-- Begin PROVIDED MATERIAL --

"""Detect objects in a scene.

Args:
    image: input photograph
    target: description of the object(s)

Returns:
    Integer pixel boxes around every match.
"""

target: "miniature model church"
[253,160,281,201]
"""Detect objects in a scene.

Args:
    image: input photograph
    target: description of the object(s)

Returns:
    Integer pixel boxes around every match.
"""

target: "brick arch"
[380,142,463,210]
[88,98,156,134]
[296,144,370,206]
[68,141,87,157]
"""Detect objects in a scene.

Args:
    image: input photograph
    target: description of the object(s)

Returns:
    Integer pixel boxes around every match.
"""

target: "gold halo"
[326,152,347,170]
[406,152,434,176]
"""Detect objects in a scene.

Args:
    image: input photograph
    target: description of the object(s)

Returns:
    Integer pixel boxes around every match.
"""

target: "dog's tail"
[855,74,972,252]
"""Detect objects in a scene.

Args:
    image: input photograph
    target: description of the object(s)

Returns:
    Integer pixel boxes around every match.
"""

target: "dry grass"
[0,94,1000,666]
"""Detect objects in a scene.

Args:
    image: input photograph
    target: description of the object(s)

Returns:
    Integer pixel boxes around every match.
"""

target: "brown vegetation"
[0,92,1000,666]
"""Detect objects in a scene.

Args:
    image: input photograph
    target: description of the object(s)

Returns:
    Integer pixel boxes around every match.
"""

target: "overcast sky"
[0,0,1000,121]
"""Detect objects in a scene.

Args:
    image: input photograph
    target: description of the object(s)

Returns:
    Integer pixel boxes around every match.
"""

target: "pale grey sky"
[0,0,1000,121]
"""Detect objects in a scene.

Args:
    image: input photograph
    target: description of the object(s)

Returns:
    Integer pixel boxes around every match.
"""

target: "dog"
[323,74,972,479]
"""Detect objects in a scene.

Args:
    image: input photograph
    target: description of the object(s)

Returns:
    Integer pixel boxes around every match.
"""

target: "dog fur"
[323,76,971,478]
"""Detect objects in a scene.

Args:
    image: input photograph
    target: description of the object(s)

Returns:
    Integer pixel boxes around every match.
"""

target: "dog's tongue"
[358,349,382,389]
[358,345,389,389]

-- End PROVIDED MATERIAL --

▶ _GOAL OF THE EXERCISE_
Reproduce the records word for word, from the first line through the line holding "[323,76,971,478]", inclusive.

▶ _FINISHED EXERCISE_
"""Detect objects in a scene.

Args:
    image: input photograph
    target: description of the object(s)

Returns:
    Integer pixel boxes around every match.
"""

target: "miniature model church"
[253,160,281,201]
"""Detect objects in a scene.

Args:
    image: input photograph
    target: description of the object(s)

Returns:
    Integer pixel boxes around every match.
"""

target: "brick arch"
[380,142,463,210]
[88,98,156,134]
[296,144,370,206]
[68,141,87,157]
"""Detect objects in a scene.

Args:
    image: input photograph
    target: description of the object(s)

Returns:
    Integer pixel boxes around every match.
"""

target: "gold halo"
[326,152,347,170]
[406,152,434,176]
"""Detect objects in a scene.

Args:
    image: input photograph
    target: description of the object(s)

Returns:
    Integer pixel boxes around every match.
"""

target: "dog's tail"
[855,74,972,252]
"""Detect objects in a scene.

Args:
    image: input photograph
    target: description of the object(s)

Returns:
    Integer pixel boxes around every match.
"""

target: "dry grass"
[0,94,1000,666]
"""Detect objects in a scene.

Args:
    image: input photograph
    target: description of the object(s)

Returns:
    Integer pixel boxes around every match.
"""

target: "brown vegetation"
[0,92,1000,666]
"""Detect objects in a scene.

Args:
    image: input photograph
    target: description of the object(s)

Returns:
    Integer pixel boxes around every match.
"""

target: "overcast sky"
[0,0,1000,121]
"""Detect objects in a scene.

Args:
    image: input photograph
    target: description of the object(s)

Returns:
    Integer pixel boxes around every match.
"""

target: "pale grey sky"
[0,0,1000,121]
"""Detect objects in a scene.

Args:
    image: input photograph
    target: description of the object(s)

Returns:
    Integer pixel boxes around every match.
"""

target: "dog"
[323,74,972,479]
"""Detect objects in a scene.

Args:
    image: input photograph
    target: description of the object(s)

Returns:
    Integer pixel boxes around every match.
"""

target: "dog fur"
[323,76,971,478]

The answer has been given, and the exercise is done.